- [EXERCISE]: From the line with "lace dress in this photo." through the final line, transcribe the material below character for character; include no other lines.

- [TASK INPUTS]:
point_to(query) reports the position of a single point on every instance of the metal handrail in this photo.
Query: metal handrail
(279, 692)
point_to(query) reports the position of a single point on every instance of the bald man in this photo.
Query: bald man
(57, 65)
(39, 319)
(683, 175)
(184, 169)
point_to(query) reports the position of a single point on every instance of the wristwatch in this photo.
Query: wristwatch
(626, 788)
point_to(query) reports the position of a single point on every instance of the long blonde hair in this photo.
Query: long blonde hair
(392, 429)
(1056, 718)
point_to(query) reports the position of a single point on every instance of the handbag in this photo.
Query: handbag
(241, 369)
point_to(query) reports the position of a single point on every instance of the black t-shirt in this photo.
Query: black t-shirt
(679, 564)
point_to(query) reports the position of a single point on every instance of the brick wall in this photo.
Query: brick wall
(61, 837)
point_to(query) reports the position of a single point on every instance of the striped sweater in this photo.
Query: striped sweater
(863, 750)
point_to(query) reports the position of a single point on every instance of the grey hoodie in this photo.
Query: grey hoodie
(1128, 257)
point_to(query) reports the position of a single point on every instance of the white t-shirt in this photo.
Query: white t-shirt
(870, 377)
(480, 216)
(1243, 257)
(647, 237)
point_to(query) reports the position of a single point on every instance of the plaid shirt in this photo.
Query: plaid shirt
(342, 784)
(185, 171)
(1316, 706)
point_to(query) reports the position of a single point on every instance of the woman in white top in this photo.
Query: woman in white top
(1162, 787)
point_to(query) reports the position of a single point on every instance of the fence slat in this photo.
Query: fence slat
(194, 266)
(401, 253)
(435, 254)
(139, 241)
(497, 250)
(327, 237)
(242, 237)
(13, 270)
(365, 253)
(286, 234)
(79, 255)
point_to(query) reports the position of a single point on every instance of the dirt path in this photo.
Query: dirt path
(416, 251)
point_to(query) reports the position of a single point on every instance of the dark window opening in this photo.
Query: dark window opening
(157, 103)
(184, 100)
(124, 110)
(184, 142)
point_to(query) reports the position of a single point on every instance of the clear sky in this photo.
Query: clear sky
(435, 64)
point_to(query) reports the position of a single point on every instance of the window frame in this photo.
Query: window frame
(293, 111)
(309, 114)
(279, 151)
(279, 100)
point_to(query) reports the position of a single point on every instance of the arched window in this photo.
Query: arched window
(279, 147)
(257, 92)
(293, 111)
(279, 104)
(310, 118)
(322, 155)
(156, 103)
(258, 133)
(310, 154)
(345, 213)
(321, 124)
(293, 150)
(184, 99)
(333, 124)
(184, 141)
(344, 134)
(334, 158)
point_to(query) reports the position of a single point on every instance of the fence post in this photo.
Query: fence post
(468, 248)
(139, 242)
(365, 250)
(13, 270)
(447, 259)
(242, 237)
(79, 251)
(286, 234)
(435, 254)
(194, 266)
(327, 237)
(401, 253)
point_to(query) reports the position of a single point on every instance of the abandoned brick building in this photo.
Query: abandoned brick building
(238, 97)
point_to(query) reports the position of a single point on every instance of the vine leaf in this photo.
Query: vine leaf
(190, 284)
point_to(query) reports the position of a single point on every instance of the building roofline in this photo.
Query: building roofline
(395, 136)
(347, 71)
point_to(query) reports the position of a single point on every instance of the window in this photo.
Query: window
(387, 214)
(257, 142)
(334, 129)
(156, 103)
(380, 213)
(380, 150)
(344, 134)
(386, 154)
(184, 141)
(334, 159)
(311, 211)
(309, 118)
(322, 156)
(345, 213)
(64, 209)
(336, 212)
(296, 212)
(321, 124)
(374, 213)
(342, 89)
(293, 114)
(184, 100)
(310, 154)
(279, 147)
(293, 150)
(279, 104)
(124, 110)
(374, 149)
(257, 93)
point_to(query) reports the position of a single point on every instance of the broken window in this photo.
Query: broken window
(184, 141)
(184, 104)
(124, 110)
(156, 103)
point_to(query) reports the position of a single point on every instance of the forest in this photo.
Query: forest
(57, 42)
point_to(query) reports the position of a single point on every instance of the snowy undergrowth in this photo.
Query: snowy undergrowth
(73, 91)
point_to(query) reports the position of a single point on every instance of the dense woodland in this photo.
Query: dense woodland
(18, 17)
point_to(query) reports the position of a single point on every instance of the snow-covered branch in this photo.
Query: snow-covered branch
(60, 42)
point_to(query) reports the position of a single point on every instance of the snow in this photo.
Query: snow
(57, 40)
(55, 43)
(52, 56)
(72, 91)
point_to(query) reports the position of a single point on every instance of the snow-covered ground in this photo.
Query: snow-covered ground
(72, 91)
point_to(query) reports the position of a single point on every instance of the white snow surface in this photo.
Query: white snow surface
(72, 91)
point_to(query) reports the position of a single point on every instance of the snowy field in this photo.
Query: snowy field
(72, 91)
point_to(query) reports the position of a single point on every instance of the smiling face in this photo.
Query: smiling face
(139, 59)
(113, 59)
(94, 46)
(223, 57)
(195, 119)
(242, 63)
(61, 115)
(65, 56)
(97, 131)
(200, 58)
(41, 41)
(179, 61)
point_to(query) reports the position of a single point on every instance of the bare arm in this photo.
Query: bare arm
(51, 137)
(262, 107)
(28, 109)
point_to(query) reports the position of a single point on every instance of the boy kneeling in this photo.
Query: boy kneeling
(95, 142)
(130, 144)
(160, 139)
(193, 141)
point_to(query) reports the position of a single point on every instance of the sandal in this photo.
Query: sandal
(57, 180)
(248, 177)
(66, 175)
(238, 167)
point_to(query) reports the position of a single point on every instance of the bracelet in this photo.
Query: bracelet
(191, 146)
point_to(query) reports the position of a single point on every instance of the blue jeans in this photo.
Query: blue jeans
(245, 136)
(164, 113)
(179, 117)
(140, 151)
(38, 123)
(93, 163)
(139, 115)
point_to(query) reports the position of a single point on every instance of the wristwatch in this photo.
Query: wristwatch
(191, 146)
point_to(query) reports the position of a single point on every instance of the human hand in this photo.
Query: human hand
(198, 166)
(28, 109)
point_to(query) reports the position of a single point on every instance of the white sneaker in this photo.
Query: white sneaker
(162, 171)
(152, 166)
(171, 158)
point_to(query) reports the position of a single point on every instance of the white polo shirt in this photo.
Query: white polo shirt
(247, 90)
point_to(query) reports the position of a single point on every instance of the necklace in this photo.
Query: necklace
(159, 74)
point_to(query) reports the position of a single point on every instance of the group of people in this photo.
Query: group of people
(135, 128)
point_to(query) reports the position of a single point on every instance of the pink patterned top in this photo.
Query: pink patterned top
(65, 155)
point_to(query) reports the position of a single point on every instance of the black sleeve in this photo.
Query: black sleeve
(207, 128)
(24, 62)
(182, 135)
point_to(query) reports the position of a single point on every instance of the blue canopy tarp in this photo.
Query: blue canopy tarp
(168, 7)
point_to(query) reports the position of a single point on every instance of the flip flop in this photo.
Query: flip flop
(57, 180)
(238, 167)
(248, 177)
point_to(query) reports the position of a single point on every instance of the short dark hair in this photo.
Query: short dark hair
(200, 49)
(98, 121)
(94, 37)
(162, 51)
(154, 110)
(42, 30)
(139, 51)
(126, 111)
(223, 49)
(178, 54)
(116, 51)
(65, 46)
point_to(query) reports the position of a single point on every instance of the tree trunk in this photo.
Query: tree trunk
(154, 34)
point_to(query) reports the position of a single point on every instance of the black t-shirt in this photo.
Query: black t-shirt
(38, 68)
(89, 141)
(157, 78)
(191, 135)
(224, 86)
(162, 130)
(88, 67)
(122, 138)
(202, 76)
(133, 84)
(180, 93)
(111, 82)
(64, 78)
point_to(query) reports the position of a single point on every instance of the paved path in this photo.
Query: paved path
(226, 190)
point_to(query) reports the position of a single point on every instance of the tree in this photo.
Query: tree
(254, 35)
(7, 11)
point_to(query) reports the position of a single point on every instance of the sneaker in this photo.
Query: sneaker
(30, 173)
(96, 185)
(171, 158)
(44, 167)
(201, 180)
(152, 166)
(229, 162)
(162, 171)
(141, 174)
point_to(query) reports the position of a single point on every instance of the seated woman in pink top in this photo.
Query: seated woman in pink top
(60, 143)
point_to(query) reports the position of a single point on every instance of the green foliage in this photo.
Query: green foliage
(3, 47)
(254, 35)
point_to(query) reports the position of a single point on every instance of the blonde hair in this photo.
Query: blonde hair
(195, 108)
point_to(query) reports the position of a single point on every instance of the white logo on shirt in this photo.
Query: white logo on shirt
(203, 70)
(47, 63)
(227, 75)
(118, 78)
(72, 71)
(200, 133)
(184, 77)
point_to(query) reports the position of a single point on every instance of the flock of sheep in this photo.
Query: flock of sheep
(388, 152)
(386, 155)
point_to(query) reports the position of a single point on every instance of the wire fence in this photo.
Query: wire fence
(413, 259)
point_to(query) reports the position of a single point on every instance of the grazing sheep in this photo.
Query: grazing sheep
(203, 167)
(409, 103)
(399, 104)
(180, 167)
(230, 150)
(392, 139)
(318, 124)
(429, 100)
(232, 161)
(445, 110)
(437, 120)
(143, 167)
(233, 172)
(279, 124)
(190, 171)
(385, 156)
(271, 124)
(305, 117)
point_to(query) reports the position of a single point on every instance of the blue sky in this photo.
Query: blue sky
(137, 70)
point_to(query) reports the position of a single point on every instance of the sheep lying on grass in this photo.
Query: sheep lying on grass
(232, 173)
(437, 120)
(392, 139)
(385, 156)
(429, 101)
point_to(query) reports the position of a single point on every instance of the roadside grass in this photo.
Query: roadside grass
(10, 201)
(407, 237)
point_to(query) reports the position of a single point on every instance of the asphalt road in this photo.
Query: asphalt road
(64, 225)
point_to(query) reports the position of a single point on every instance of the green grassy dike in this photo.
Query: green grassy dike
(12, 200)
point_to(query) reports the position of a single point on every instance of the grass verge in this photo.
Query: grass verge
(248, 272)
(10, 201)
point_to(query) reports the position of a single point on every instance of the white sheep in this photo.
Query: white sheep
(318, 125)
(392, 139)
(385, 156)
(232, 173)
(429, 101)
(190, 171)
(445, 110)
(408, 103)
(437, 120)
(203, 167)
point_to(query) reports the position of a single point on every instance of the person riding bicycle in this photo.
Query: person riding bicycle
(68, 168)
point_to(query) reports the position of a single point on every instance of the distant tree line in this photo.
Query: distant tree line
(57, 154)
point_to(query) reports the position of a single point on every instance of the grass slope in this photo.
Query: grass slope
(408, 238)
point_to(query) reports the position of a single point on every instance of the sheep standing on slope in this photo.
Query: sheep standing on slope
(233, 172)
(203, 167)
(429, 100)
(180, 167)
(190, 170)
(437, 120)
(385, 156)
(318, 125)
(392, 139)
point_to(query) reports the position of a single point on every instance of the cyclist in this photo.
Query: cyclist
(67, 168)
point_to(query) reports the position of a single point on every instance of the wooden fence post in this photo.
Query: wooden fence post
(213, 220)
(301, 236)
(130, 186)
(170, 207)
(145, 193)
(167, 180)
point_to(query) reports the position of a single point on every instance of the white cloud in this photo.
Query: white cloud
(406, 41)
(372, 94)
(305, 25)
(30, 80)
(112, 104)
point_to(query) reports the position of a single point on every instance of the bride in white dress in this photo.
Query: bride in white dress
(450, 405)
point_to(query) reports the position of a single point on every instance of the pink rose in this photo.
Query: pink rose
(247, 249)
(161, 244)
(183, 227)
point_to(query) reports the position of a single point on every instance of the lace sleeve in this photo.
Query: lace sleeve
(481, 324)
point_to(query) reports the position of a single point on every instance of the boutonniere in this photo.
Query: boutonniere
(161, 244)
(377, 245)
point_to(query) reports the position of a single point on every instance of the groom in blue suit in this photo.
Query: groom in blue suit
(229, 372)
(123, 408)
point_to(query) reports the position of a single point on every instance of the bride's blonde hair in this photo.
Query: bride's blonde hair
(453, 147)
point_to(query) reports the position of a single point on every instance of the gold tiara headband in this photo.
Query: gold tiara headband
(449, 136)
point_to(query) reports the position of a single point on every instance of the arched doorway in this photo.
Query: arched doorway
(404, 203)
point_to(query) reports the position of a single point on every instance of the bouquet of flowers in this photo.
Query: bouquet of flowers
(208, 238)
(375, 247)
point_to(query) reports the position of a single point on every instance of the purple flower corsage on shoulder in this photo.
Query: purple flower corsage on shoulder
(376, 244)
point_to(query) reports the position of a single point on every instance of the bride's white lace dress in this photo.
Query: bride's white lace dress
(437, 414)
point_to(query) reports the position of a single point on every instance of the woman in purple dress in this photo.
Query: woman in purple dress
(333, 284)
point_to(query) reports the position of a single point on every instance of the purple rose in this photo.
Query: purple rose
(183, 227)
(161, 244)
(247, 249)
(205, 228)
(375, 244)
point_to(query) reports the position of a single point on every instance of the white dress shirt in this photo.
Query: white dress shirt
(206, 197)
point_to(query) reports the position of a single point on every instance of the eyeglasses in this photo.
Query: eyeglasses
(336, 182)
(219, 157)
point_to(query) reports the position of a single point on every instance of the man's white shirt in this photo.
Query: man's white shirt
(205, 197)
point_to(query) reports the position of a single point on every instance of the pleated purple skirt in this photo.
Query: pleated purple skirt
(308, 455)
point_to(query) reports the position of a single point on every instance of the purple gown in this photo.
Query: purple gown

- [SOLVED EXERCISE]:
point_to(query) reports the position of a single point on every instance of the bride's white lace dress in this photo.
Query: bride's white lace dress
(437, 414)
point_to(query) reports the position of a single point on every instance of the woman in purple dress in this photo.
Query: woman in purple dress
(333, 284)
point_to(query) reports the position of a single point on every instance of the purple rose in this photo.
Query: purple rose
(183, 227)
(161, 244)
(247, 249)
(205, 228)
(375, 244)
point_to(query) reports the position of a single point on every instance of the white dress shirt in this photo.
Query: white dress shirt
(206, 197)
point_to(query) reports the position of a single point on every instance of the eyeglasses in this photo.
Query: eyeglasses
(336, 182)
(219, 157)
point_to(query) reports the position of a single point on every instance of the man's white shirt in this photo.
Query: man's white shirt
(205, 197)
point_to(query) reports the position of a single point on every instance of the pleated purple skirt in this photo.
Query: pleated purple skirt
(308, 455)
point_to(query) reports the position of a single point on every instance of the purple gown in this photo.
Query: purple gown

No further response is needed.